[[ Text provided open ]]
Whenever we have Git look at a branch name like master
, a tag name like v2.1
, or a remote-tracking name like origin/master
, we tend to want to have Git tell us about that commit and every commit that we can get to from that commit: starting there, and working backwards.
In mathematics, this is referred to as walking a graph. Git's commit graph is a Directed Acyclic Graph or DAG, and this kind of graph is particularly suited for walking. When walking such a graph, one will visit each graph vertex that is reachable via the path being used. The vertices in the Git graph are the commits, with the edges being arcs—one-way links—going from each child to each parent. (This is where Think Like (a) Git comes in. The one-way nature of arcs means that Git must work backwards, from child to parent.)
The two main Git commands for graph-walking are git log
and git rev-list
. These commands are extremely similar—in fact they're mostly built from the same source files—but their output is different: git log
produces output for humans to read, while git rev-list
produces output meant for other Git programs to read.1 Both commands do this kind of graph-walk.
The graph walk they do is specifically: given some set of starting point commits (perhaps just one commit, perhaps a bunch of hash IDs, perhaps a bunch of names that resolve to hash IDs), walk the graph, visiting commits. Particular directives, such as --not
or a prefix ^
, or --ancestry-path
, or --first-parent
, modify the graph walk in some way.
As they do the graph walk, they visit each commit. But they only print some selected subset of the walked commits. Directives such as --no-merges
or --before <date>
tell the graph-walking code which commits to print.
In order to do this visiting, one commit at a time, these two command use a priority queue. You run git log
or git rev-list
and give it some starting point commits. They put those commits into the priority queue. For instance, a simple:
git log master
turns the name master
into a raw hash ID and puts that one hash ID into the queue. Or:
git log master develop
turns both names into hash IDs and—assuming these are two different hash IDs—puts both into the queue.
[[ Text provided closed ]]
Instruction 1 → Filter the listing below down to the lines that contain the word "positive". Case counts.
[[ Input material open ]]
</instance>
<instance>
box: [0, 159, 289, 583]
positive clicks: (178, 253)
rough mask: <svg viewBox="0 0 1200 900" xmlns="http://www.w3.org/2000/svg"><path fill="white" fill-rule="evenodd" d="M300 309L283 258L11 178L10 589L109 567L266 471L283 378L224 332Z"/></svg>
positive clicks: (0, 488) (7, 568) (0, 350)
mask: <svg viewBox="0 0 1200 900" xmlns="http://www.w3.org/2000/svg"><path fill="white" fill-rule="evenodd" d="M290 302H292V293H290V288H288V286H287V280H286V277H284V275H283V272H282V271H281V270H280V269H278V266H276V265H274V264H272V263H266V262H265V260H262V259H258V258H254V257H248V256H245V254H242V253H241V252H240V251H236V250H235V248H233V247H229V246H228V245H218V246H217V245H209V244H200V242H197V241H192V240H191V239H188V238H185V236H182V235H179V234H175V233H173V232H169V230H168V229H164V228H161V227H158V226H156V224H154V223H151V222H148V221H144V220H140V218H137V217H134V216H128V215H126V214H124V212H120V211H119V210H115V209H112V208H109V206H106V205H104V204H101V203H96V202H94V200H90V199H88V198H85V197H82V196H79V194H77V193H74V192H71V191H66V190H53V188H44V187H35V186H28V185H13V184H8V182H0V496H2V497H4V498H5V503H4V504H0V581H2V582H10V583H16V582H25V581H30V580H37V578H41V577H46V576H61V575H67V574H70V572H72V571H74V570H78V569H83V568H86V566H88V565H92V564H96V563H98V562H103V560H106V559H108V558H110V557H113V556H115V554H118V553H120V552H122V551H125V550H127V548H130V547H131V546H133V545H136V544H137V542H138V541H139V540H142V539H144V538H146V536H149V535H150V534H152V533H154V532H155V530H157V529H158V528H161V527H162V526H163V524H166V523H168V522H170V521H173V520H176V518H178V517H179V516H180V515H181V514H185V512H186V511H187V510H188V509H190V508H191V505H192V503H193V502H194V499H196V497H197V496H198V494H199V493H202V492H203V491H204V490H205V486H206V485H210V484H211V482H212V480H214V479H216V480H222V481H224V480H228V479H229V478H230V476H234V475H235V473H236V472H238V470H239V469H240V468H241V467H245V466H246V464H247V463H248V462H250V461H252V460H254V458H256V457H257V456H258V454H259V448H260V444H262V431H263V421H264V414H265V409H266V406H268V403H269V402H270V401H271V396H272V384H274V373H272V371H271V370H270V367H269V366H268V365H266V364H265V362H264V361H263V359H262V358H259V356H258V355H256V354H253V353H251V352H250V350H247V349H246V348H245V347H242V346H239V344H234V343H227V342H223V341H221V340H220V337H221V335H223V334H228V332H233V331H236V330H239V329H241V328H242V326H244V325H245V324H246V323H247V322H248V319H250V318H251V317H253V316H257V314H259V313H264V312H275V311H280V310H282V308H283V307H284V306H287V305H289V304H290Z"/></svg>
[[ Input material closed ]]
Instruction 2 → From the Git graph-walking text, write out word for word the portion starting with "In mathematics, this" and going on through "kind of graph-walk.".

Reply 1 →
positive clicks: (178, 253)
positive clicks: (0, 488) (7, 568) (0, 350)

Reply 2 →
In mathematics, this is referred to as walking a graph. Git's commit graph is a Directed Acyclic Graph or DAG, and this kind of graph is particularly suited for walking. When walking such a graph, one will visit each graph vertex that is reachable via the path being used. The vertices in the Git graph are the commits, with the edges being arcs—one-way links—going from each child to each parent. (This is where Think Like (a) Git comes in. The one-way nature of arcs means that Git must work backwards, from child to parent.)
The two main Git commands for graph-walking are git log
and git rev-list
. These commands are extremely similar—in fact they're mostly built from the same source files—but their output is different: git log
produces output for humans to read, while git rev-list
produces output meant for other Git programs to read.1 Both commands do this kind of graph-walk.